TEXT EXCERPT —
= = = = = = =
In all seriousness there's only 2 questions you need to ask yourself. Will he want to put his penis in me? Or will he not want to put his penis in me? After that it's all gravy. I stand in the mirror every day and listen to Goodbye Horses and say to myself, "would you fuck me, I would fuck me"


----------



## forestfalcon (Jan 5, 2012)

BurtonAvenger said:


> I stand in the mirror every day and listen to Goodbye Horses and say to myself, "would you fuck me, I would fuck me"


Enlightening.


----------



## NWBoarder (Jan 10, 2010)

forestfalcon said:


> Enlightening.


And sig'd.


----------



## Dim Mak 1470 (Dec 7, 2011)

Weird thread haha. You look fine, op. Go ride! 
I'm going to the mountain with a all black Analog jacket and all grey 686 pants with white boots. Nothin' fancy


----------



## moobox (Feb 14, 2011)

Is it comfotable and does it keep you warm? If so, then keep it.


----------



## mixie (Mar 29, 2011)

BurtonAvenger said:


> In all seriousness there's only 2 questions you need to ask yourself. Will he want to put his penis in me? Or will he not want to put his penis in me? After that it's all gravy.


Totally moot. Even if the answer is to question #1 is "No" he'll still put his penis in you if you ask nicely. I mean, that's what I've heard anyway. :dunno:


----------



## chomps1211 (Mar 30, 2011)

mixie said:


> Totally moot. Even if the answer is to question #1 is "No" he'll still put his penis in you if you ask nicely. I mean, that's what I've heard anyway. :dunno:


You've dated Men _before_,.. haven't You???    :laugh:


----------
= = = = = = =
DIRECTION 1 — Reproduce the forum thread above word for word, from its first line to its last.

THE RECORDS —
= = = = = = =
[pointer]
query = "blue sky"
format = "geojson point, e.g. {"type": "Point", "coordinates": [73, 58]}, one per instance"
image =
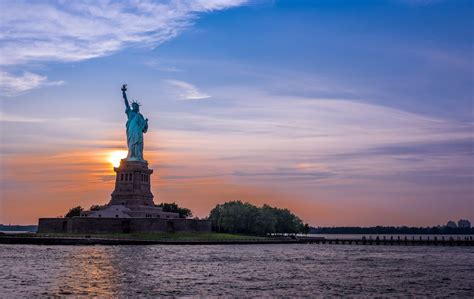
{"type": "Point", "coordinates": [349, 113]}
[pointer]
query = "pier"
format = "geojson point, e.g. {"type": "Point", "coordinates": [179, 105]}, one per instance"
{"type": "Point", "coordinates": [398, 240]}
{"type": "Point", "coordinates": [100, 240]}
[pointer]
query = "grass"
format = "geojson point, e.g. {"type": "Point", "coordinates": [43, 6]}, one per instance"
{"type": "Point", "coordinates": [179, 236]}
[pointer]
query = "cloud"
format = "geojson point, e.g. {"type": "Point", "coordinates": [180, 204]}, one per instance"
{"type": "Point", "coordinates": [78, 30]}
{"type": "Point", "coordinates": [58, 31]}
{"type": "Point", "coordinates": [187, 91]}
{"type": "Point", "coordinates": [11, 85]}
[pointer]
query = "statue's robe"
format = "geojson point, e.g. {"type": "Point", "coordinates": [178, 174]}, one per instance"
{"type": "Point", "coordinates": [136, 126]}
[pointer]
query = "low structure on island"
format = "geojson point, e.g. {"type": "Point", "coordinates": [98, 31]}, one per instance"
{"type": "Point", "coordinates": [131, 208]}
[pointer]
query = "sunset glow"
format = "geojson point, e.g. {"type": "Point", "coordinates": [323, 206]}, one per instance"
{"type": "Point", "coordinates": [115, 157]}
{"type": "Point", "coordinates": [342, 121]}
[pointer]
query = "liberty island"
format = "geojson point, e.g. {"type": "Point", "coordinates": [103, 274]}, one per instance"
{"type": "Point", "coordinates": [131, 208]}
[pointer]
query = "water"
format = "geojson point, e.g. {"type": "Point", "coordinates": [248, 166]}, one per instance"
{"type": "Point", "coordinates": [244, 270]}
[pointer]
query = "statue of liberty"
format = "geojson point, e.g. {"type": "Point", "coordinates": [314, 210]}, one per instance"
{"type": "Point", "coordinates": [136, 126]}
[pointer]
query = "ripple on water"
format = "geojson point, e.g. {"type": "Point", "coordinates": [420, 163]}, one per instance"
{"type": "Point", "coordinates": [250, 270]}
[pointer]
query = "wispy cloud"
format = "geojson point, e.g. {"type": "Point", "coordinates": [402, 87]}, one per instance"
= = = = = = =
DIRECTION 2 — Pull from the listing above every line that contains the string "island", treating uppercase and lowercase as distinct.

CORRECT ANSWER 1 —
In all seriousness there's only 2 questions you need to ask yourself. Will he want to put his penis in me? Or will he not want to put his penis in me? After that it's all gravy. I stand in the mirror every day and listen to Goodbye Horses and say to myself, "would you fuck me, I would fuck me"


----------



## forestfalcon (Jan 5, 2012)

BurtonAvenger said:


> I stand in the mirror every day and listen to Goodbye Horses and say to myself, "would you fuck me, I would fuck me"


Enlightening.


----------



## NWBoarder (Jan 10, 2010)

forestfalcon said:


> Enlightening.


And sig'd.


----------



## Dim Mak 1470 (Dec 7, 2011)

Weird thread haha. You look fine, op. Go ride! 
I'm going to the mountain with a all black Analog jacket and all grey 686 pants with white boots. Nothin' fancy


----------



## moobox (Feb 14, 2011)

Is it comfotable and does it keep you warm? If so, then keep it.


----------



## mixie (Mar 29, 2011)

BurtonAvenger said:


> In all seriousness there's only 2 questions you need to ask yourself. Will he want to put his penis in me? Or will he not want to put his penis in me? After that it's all gravy.


Totally moot. Even if the answer is to question #1 is "No" he'll still put his penis in you if you ask nicely. I mean, that's what I've heard anyway. :dunno:


----------



## chomps1211 (Mar 30, 2011)

mixie said:


> Totally moot. Even if the answer is to question #1 is "No" he'll still put his penis in you if you ask nicely. I mean, that's what I've heard anyway. :dunno:


You've dated Men _before_,.. haven't You???    :laugh:


----------

CORRECT ANSWER 2 —
query = "low structure on island"
query = "liberty island"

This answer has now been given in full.